- [Required actions]:
(A) Transcribe the part of the post below that opens with the words containing "On the ferry" and closes with "of the world.".
(B) The post below mentions Wally Badarou and then names several artists in parentheses. List those artists.

I am sorry to say that the exhibition here is now finished, but there may well be some copies of the excellent 'catalogue' available from the Panel shop, which is to be recommended - diverse, fun, informative visual essays from a number of contributors, and featuring Fraser's fabulously eclectic playlist which I think its ok to share with you here. Standout discovery for me was Gina X... No GDM. Why have I never heard this before?! 

If you like the European delivery and bass groove thing, check out Lizzy Mercier Descloux's 1981 album Mambo Nassau, made with Wally Badarou (Grace Jones, Talking Heads, Sly & Robbie, Tom Tom Club... get the picture?)



Learning to Ground 

Recently I’ve been GROUNDING myself on various levels. As a naturally type A personality, this is something I’m learning to build into life / make time for as I get older, and it is 100% nourishing as you probably know….

It began with a solo trip to my paternal grandmother’s county in Ireland to connect with family; a journey that had been on my mind for some time. At the start of the year I was reading the book If Women Rose Rooted "A life-changing journey from the wasteland of modern society to a place of nourishment and connection", gifted to me by my friend Mhairi. When I reached chapter 5 (check) there was an image of Oweynagat Cave in Roscommon - my granny’s county - where (no offence relatives!) nothing much happens: it’s not on the tourist route and feels untouched by the "Celtic Tiger”. It was a sign - I had to go back, for the first time since I was around 7… 

Jolene aged 7 with her paternal granny (L) at the home of her great uncle in County Roscommon

On the ferry from Scotland to Belfast I re-read the chapter with a growing sense of excitement: it felt as if this pilgrimage and the fate of our business were deeply entwined. Blackie talks of deep caves as the cauldron of transformation… “you are in a tunnel, a birth canal, and you are slipping down it into the silent, dark womb of the earth” …this rebirth is at the heart of the heroine’s journey; it catapults us into new ways of seeing, new ways of being in and of the world.

I rolled off the ferry in our Fiat Panda in the drizzling February rain, winding my way through villages and towns. I was delighted when the road signs became bilingual and the air smelled of peat (I know, I know…), and the sun broke through. When I saw the sign for Strokestown I wept and wept, for my granny who had left a life of poverty in rural island aged 19 to join the war effort in London, then had a catastrophic stroke when I was 13, for my father who was a tortured soul, and for myself for continuing on a journey of self development, connection and learning to trust & flow.

The next day I plugged the co-ordinates of the cave (or “vagina cave” as I was calling it, as it resembles the birth canal of the earth) into my sat-nav and arrived at a dead-end farm track. I  changed into my full waterproofs and, clutching my torch, began crawling on my hands and knees in the mud for about 5 metres, before taking a left turn which dropped down steeply into the belly of the cave. I switched off my torch and realised I’d never experienced real darkness before. I touched my head against the side of the cave and listened. I had done it. I can do this. We can do this.

- [Information]:
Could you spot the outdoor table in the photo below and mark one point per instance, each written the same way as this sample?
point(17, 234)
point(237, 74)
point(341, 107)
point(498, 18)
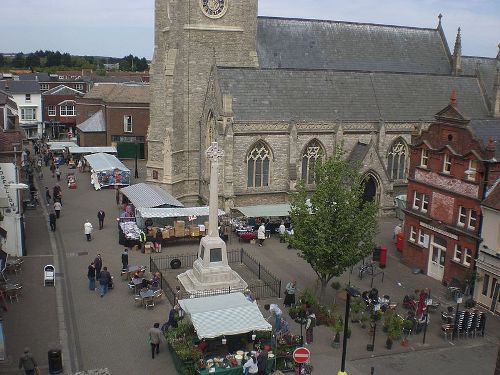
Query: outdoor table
point(238, 370)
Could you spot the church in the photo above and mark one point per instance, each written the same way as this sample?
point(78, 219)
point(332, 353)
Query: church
point(279, 94)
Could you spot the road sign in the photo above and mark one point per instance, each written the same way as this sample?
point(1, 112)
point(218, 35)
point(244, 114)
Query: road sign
point(301, 355)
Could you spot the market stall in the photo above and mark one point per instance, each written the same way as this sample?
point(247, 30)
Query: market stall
point(107, 170)
point(229, 325)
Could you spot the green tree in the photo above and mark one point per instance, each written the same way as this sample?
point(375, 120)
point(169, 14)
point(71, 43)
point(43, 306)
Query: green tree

- [Exercise solutions]:
(A)
On the ferry from Scotland to Belfast I re-read the chapter with a growing sense of excitement: it felt as if this pilgrimage and the fate of our business were deeply entwined. Blackie talks of deep caves as the cauldron of transformation… “you are in a tunnel, a birth canal, and you are slipping down it into the silent, dark womb of the earth” …this rebirth is at the heart of the heroine’s journey; it catapults us into new ways of seeing, new ways of being in and of the world.

(B)
Grace Jones
Talking Heads
Sly & Robbie
Tom Tom Club